┏━━

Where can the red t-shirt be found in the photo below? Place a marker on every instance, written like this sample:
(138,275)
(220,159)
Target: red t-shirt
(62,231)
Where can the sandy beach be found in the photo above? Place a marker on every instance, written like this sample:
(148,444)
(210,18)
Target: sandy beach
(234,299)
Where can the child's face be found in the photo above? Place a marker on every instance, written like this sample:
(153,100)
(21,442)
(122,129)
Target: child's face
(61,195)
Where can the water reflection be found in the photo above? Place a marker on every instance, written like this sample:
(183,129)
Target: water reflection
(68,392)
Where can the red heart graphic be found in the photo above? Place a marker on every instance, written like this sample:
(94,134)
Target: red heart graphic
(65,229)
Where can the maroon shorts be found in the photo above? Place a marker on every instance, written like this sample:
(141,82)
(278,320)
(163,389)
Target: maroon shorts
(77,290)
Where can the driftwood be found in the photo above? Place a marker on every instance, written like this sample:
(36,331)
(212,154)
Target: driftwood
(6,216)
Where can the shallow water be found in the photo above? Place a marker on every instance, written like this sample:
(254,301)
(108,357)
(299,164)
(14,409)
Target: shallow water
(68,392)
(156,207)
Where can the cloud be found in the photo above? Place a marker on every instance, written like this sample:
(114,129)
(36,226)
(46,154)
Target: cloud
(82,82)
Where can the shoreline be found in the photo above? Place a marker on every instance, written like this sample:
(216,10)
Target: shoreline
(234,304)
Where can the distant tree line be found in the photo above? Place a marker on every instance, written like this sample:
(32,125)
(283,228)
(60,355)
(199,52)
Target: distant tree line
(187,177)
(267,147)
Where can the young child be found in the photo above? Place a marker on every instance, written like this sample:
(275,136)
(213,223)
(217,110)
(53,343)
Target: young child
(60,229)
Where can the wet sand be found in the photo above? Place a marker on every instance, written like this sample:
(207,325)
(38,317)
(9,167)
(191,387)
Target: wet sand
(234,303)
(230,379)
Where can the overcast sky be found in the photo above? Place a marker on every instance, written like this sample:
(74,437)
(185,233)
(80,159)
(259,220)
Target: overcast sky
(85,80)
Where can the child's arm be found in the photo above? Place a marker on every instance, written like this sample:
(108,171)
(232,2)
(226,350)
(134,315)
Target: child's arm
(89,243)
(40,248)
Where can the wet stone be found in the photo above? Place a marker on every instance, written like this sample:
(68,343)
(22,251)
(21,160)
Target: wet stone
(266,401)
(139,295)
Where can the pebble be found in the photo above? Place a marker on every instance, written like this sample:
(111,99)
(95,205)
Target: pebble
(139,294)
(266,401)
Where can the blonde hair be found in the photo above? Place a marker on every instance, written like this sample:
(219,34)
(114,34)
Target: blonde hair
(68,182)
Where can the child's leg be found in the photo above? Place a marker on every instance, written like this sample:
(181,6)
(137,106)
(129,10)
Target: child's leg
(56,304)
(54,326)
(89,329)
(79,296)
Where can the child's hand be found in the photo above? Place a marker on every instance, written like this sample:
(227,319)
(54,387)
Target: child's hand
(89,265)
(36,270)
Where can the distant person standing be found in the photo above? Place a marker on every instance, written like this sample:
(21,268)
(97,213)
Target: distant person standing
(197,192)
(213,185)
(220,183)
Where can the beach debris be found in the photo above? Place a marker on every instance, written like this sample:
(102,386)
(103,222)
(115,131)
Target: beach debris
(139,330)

┗━━

— Exercise brief —
Produce an exact copy of all the records.

— Finished task —
Where can the red t-shirt be found in the photo below? Place a marker on every instance, written like this sample:
(138,275)
(220,159)
Target: red t-shirt
(62,231)
Where can the sandy beach be found in the photo above? Place a marker on every instance, written like this sample:
(148,444)
(210,18)
Target: sandy beach
(234,299)
Where can the child's face be found in the photo above? Place a marker on every instance, written like this sample:
(153,100)
(21,442)
(122,129)
Target: child's face
(61,195)
Where can the water reflection be found in the photo above? Place a marker on every instance, written like this sample:
(183,129)
Target: water reflection
(68,392)
Where can the red heart graphic be found in the photo above? Place a marker on every instance, written like this sample:
(94,134)
Target: red heart graphic
(65,229)
Where can the maroon shorts be found in the photo above? Place a marker on every instance, written like this sample:
(141,82)
(278,320)
(163,389)
Target: maroon shorts
(77,290)
Where can the driftwood be found in the photo above? Place a marker on every instance, written like this sample:
(36,331)
(212,154)
Target: driftwood
(6,216)
Where can the shallow water be found in the photo above? Place a marker on every instance, written like this sample:
(254,301)
(108,357)
(299,164)
(14,409)
Target: shallow water
(68,392)
(156,207)
Where can the cloud be found in the photo above? Place a marker on every instance, written like this sample:
(114,129)
(36,226)
(46,154)
Target: cloud
(82,82)
Where can the shoreline be found in the photo above? Place a marker on every instance, written like this sample:
(216,10)
Target: shoreline
(234,304)
Where can the distant tree line be found in the photo above? Place a marker on every instance, written like this sample:
(32,125)
(283,228)
(60,355)
(199,52)
Target: distant tree line
(187,177)
(267,147)
Where can the young child be found in the photo above? Place a marker on every instance, written like this sample:
(275,136)
(213,223)
(217,110)
(53,343)
Target: young child
(60,229)
Where can the wet sand be found in the photo above? Place a marker on every instance, written like this sample:
(207,325)
(38,317)
(9,167)
(191,387)
Target: wet sand
(234,303)
(230,379)
Where can the overcast sky be found in the photo above? Place a marker on every instance, written like this sample:
(74,437)
(185,233)
(80,159)
(259,220)
Target: overcast sky
(85,80)
Where can the child's arm be found in the photo above? Place a marker on every instance, written like this sample:
(108,171)
(232,2)
(226,350)
(134,315)
Target: child's arm
(89,243)
(40,248)
Where can the wet stone be found in the photo above? Place a marker on every instance, written like this sample:
(68,343)
(22,251)
(21,160)
Target: wet stone
(266,401)
(139,295)
Where can the pebble be found in the photo above? Place a marker on every instance, written like this sample:
(111,99)
(95,205)
Target: pebble
(139,294)
(266,401)
Where can the blonde hair be found in the photo above? Place a marker on every instance, written like this sample:
(219,34)
(114,34)
Target: blonde hair
(68,182)
Where can the child's leg be found in the photo above? Place a marker on every instance, written like this sample:
(181,6)
(137,106)
(129,10)
Target: child's leg
(56,304)
(54,326)
(89,329)
(79,296)
Where can the child's hand be found in the photo above? Place a marker on every instance, written like this sample:
(227,319)
(54,387)
Target: child's hand
(89,265)
(36,270)
Where can the distant person standing be found in the photo above? Place a marker on every instance, written like this sample:
(21,268)
(97,213)
Target: distant person standing
(197,192)
(213,185)
(220,183)
Where can the beach debris be found in the photo above? Place a marker on every instance, written like this sample:
(102,386)
(103,222)
(115,131)
Target: beach debris
(139,330)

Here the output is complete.